--- Work request ---
Exact retyping of the data: please keep every word and drop each picture.
======== Given entries
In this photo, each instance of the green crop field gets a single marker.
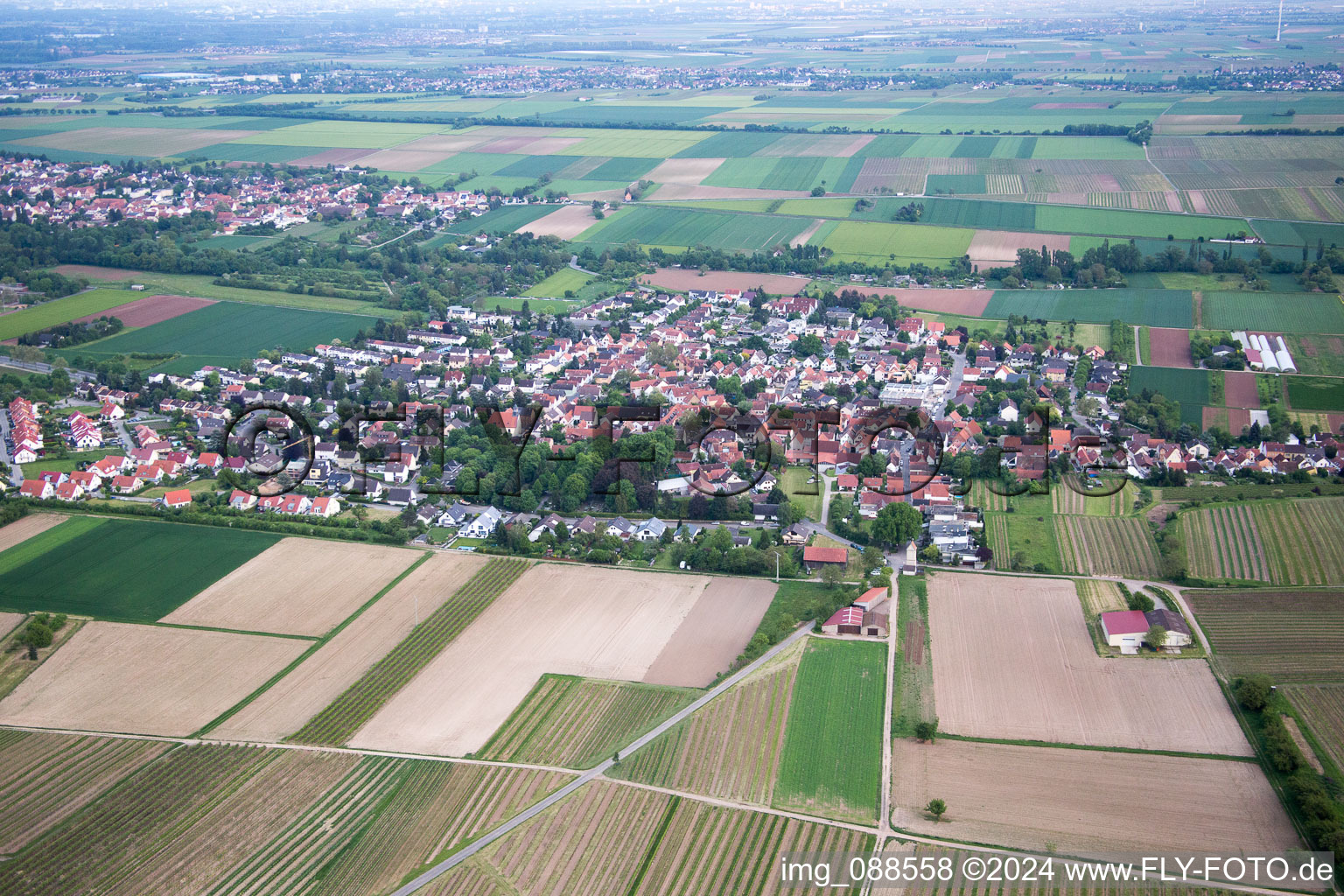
(62, 311)
(125, 570)
(1145, 306)
(832, 748)
(1274, 312)
(879, 242)
(559, 283)
(356, 704)
(686, 228)
(1294, 637)
(1314, 394)
(225, 332)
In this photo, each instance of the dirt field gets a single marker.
(331, 158)
(1239, 389)
(715, 632)
(298, 586)
(25, 527)
(584, 621)
(567, 222)
(995, 248)
(1012, 659)
(1086, 801)
(156, 309)
(1170, 348)
(94, 271)
(949, 301)
(305, 690)
(405, 158)
(684, 171)
(145, 679)
(687, 278)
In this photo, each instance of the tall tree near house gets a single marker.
(1156, 637)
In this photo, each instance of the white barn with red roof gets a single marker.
(1124, 629)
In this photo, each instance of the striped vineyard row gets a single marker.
(351, 710)
(1108, 546)
(577, 722)
(1294, 637)
(45, 778)
(729, 750)
(100, 844)
(984, 499)
(1223, 543)
(996, 531)
(714, 850)
(437, 808)
(290, 864)
(1323, 708)
(1301, 540)
(958, 886)
(594, 841)
(609, 838)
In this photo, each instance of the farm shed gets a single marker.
(1128, 629)
(1124, 629)
(845, 621)
(815, 556)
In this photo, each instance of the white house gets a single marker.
(483, 526)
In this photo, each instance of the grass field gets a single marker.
(559, 283)
(1026, 537)
(1274, 312)
(1145, 306)
(577, 722)
(225, 332)
(343, 718)
(1190, 387)
(102, 567)
(832, 748)
(878, 242)
(687, 228)
(1294, 637)
(1314, 394)
(62, 311)
(1108, 546)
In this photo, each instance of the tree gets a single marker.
(897, 524)
(872, 557)
(1253, 692)
(35, 635)
(1156, 637)
(928, 730)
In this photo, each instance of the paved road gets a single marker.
(463, 855)
(40, 367)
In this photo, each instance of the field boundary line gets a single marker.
(313, 648)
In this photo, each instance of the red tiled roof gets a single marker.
(832, 555)
(1125, 622)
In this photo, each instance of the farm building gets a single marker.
(815, 557)
(872, 598)
(854, 620)
(179, 497)
(1128, 629)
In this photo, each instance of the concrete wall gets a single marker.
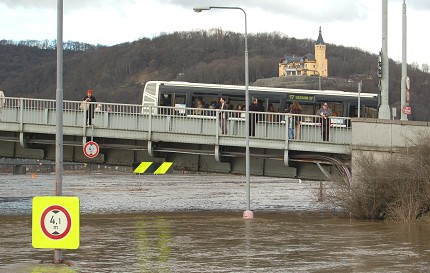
(386, 135)
(383, 139)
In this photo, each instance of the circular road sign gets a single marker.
(55, 222)
(91, 149)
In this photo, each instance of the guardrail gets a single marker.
(179, 120)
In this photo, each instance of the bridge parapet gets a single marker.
(22, 114)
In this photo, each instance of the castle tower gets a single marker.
(320, 58)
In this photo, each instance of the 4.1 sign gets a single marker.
(91, 149)
(55, 222)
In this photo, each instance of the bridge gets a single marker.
(191, 137)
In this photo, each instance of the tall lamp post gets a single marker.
(247, 214)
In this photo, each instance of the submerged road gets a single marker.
(127, 193)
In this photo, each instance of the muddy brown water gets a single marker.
(193, 223)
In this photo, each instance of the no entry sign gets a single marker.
(91, 149)
(55, 222)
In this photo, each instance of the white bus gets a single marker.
(186, 94)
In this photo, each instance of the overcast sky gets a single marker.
(355, 23)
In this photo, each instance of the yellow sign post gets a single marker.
(55, 222)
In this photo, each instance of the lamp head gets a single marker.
(200, 9)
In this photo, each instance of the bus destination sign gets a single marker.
(301, 97)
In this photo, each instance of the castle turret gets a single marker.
(320, 57)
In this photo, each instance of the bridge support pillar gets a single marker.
(217, 154)
(22, 140)
(286, 158)
(19, 169)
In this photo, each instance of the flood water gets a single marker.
(193, 223)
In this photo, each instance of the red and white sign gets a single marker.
(407, 110)
(91, 149)
(55, 222)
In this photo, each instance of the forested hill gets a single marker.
(118, 73)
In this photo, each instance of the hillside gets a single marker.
(118, 73)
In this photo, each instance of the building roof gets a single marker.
(298, 59)
(320, 40)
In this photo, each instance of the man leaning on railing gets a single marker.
(325, 113)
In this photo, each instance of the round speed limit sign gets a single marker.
(55, 222)
(91, 149)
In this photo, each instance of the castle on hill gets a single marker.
(308, 65)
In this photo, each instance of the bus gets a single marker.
(194, 95)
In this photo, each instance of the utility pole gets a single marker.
(59, 115)
(403, 115)
(384, 109)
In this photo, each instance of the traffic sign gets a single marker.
(407, 110)
(55, 222)
(91, 149)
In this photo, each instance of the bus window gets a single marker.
(337, 108)
(166, 100)
(180, 99)
(370, 112)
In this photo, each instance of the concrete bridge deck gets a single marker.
(128, 133)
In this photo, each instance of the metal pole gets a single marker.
(384, 110)
(59, 114)
(359, 98)
(403, 116)
(247, 214)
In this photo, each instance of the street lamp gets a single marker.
(247, 214)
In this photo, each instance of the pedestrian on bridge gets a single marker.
(223, 115)
(89, 99)
(325, 113)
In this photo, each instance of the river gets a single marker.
(193, 223)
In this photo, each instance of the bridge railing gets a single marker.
(179, 120)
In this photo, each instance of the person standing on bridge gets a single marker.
(223, 115)
(325, 113)
(89, 99)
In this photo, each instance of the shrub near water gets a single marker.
(396, 187)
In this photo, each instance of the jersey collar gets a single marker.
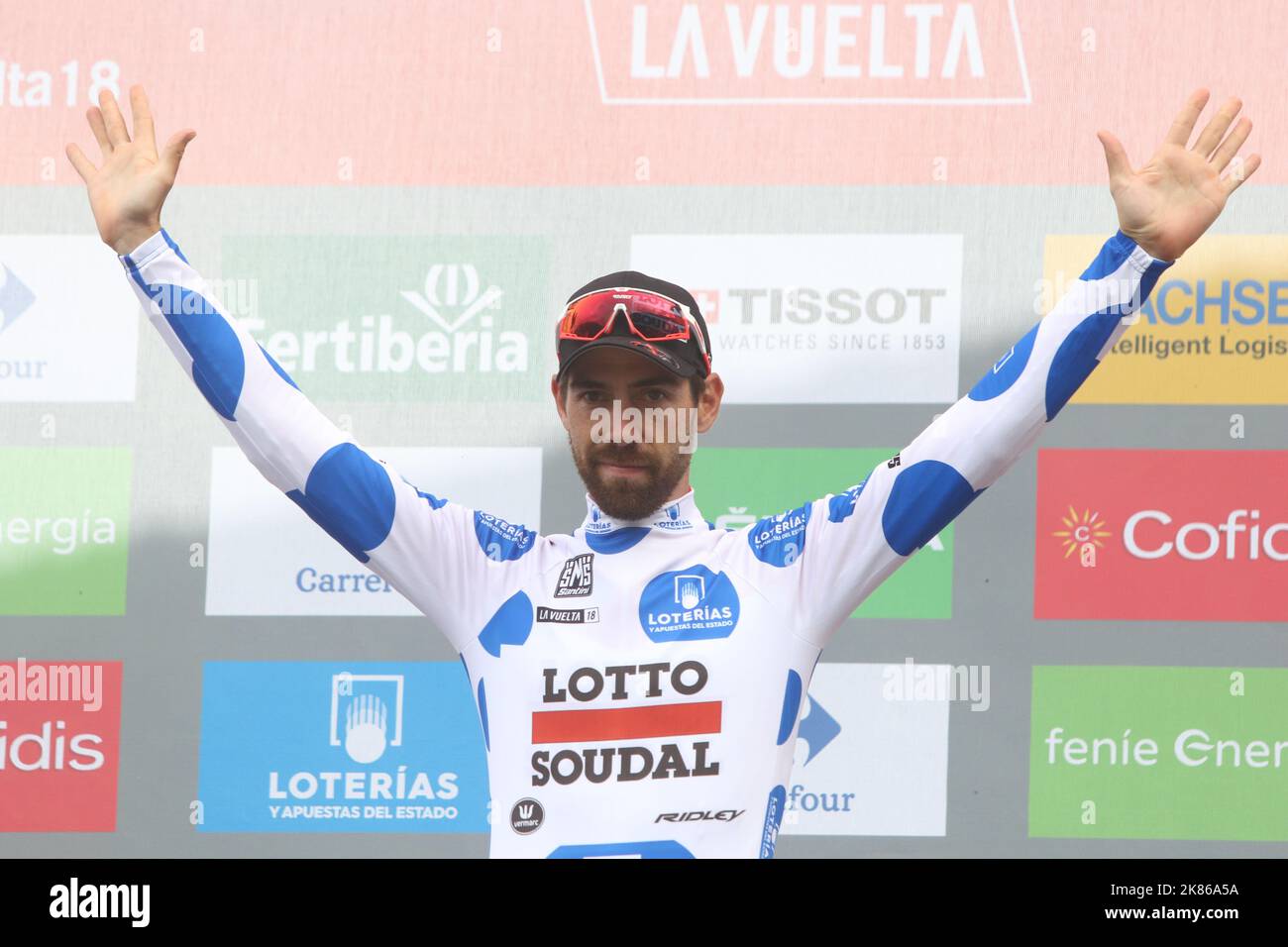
================
--- Exercise response ---
In this photo, each instance of the green crop field gets a single marker.
(62, 311)
(125, 570)
(1145, 306)
(832, 748)
(1274, 312)
(879, 242)
(559, 283)
(356, 704)
(686, 228)
(1294, 637)
(1314, 394)
(225, 332)
In this photo, each instance of the dirt field gets a single marker.
(331, 158)
(1239, 389)
(715, 632)
(298, 586)
(25, 527)
(584, 621)
(567, 222)
(995, 248)
(1012, 659)
(1086, 801)
(156, 309)
(1170, 348)
(94, 271)
(949, 301)
(305, 690)
(405, 158)
(684, 171)
(145, 679)
(687, 278)
In this photo, each instance of the tall tree near house gets a single marker.
(1156, 637)
In this photo, each instance of the white barn with red roof gets a single marker.
(1124, 629)
In this photo, each instance of the striped vineyard row gets a single marker.
(351, 710)
(1108, 546)
(577, 722)
(1294, 637)
(45, 778)
(729, 750)
(100, 844)
(984, 499)
(1223, 543)
(996, 531)
(714, 850)
(437, 808)
(290, 864)
(1323, 708)
(1301, 540)
(958, 886)
(594, 841)
(609, 838)
In this photo, each instance of the farm shed gets a single marker.
(1128, 629)
(1124, 629)
(845, 621)
(815, 556)
In this photo, each instance of the white house gets a single marker.
(483, 526)
In this photo, each instance of the grass field gets a single marker.
(559, 283)
(1026, 537)
(1274, 312)
(1145, 306)
(577, 722)
(225, 332)
(343, 718)
(1190, 387)
(102, 567)
(832, 748)
(878, 242)
(687, 228)
(1294, 637)
(1314, 394)
(62, 311)
(1108, 546)
In this photo, each instance of the tree gets a single marker.
(897, 524)
(872, 557)
(1253, 692)
(35, 635)
(1156, 637)
(928, 730)
In this photo, each instance of the paved road gets a single marker.
(463, 855)
(40, 367)
In this photo, each instance of the field boundary line gets a single marker.
(313, 648)
In this photo, each instance of the red tiled roof gets a single marker.
(832, 555)
(1125, 622)
In this photo, each instance of the farm building gets a single marker.
(815, 557)
(872, 598)
(854, 620)
(179, 497)
(1128, 629)
In this photo, each instance of the concrete wall gets a single marker.
(386, 135)
(383, 139)
In this photo, each instance of the circular road sign gets a single marker.
(55, 222)
(91, 149)
In this photo, each instance of the guardrail gets a single marker.
(179, 120)
In this photo, each instance of the bridge parapet gets a single marker.
(22, 114)
In this photo, each instance of the castle tower gets a single marker.
(320, 58)
In this photo, each instance of the 4.1 sign gets a single marker.
(91, 149)
(55, 222)
In this photo, each instance of the bridge gets a single marker.
(191, 137)
In this photo, each instance of the tall lamp post gets a single marker.
(247, 214)
In this photo, each instance of the submerged road gets a single marker.
(127, 193)
In this photo, each instance of the muddy brown water gets a single marker.
(193, 223)
In this photo, each instance of the no entry sign gets a single marker.
(91, 149)
(55, 222)
In this photo, each instance of the white bus gets a single marker.
(186, 94)
In this photo, each instance of the overcast sky gets a single marker.
(355, 23)
In this photo, each instance of the yellow sign post gets a single marker.
(55, 222)
In this photo, each instance of the lamp head gets a single marker.
(200, 9)
In this photo, each instance of the bus destination sign gets a single marker.
(301, 97)
In this photo, each instance of the castle turret gets a single marker.
(320, 57)
In this photo, each instance of the bridge support pillar gets a single marker.
(217, 154)
(22, 140)
(286, 158)
(19, 169)
In this photo, each instance of the flood water gets a single marker.
(193, 223)
In this photo, each instance of the red and white sign gets a single marker.
(407, 110)
(91, 149)
(55, 222)
In this photo, each instance of the forested hill gets a single marker.
(118, 73)
In this photo, each instance of the hillside gets a single marker.
(118, 73)
In this photo, each instance of the building roof gets a single marker.
(298, 59)
(320, 40)
In this photo, each instance of the man leaning on railing gets a single marker.
(325, 113)
In this photo, each instance of the round speed limit sign gets a single marker.
(55, 222)
(91, 149)
In this photo, each instance of the castle on hill gets a single marker.
(308, 65)
In this photo, each instance of the bus gets a single marker.
(194, 95)
In this photo, each instance of the utility pole gets a single marker.
(59, 115)
(403, 115)
(384, 109)
In this photo, each instance of the traffic sign gets a single marker.
(407, 110)
(55, 222)
(91, 149)
In this photo, each instance of the bus window gets a single marker.
(337, 108)
(166, 100)
(180, 99)
(370, 112)
In this photo, each instance of the concrete bridge deck gets a single marker.
(128, 133)
In this photo, each instance of the metal pole gets a single marker.
(384, 110)
(59, 114)
(359, 98)
(403, 116)
(247, 214)
In this photo, each instance of the street lamp gets a single marker.
(247, 214)
In this photo, each instance of the pedestrian on bridge gets a single marker.
(223, 115)
(89, 99)
(325, 113)
In this photo, each instance of the river gets a single marker.
(193, 223)
In this photo, each instance of the bridge railing gets a single marker.
(179, 120)
In this photo, each instance of the person standing on bridge gets a single marker.
(223, 115)
(325, 113)
(89, 99)
In this photo, each instance of the shrub near water gets a single marker.
(396, 187)
In this photo, each instance of the jersey collar gets a single marker.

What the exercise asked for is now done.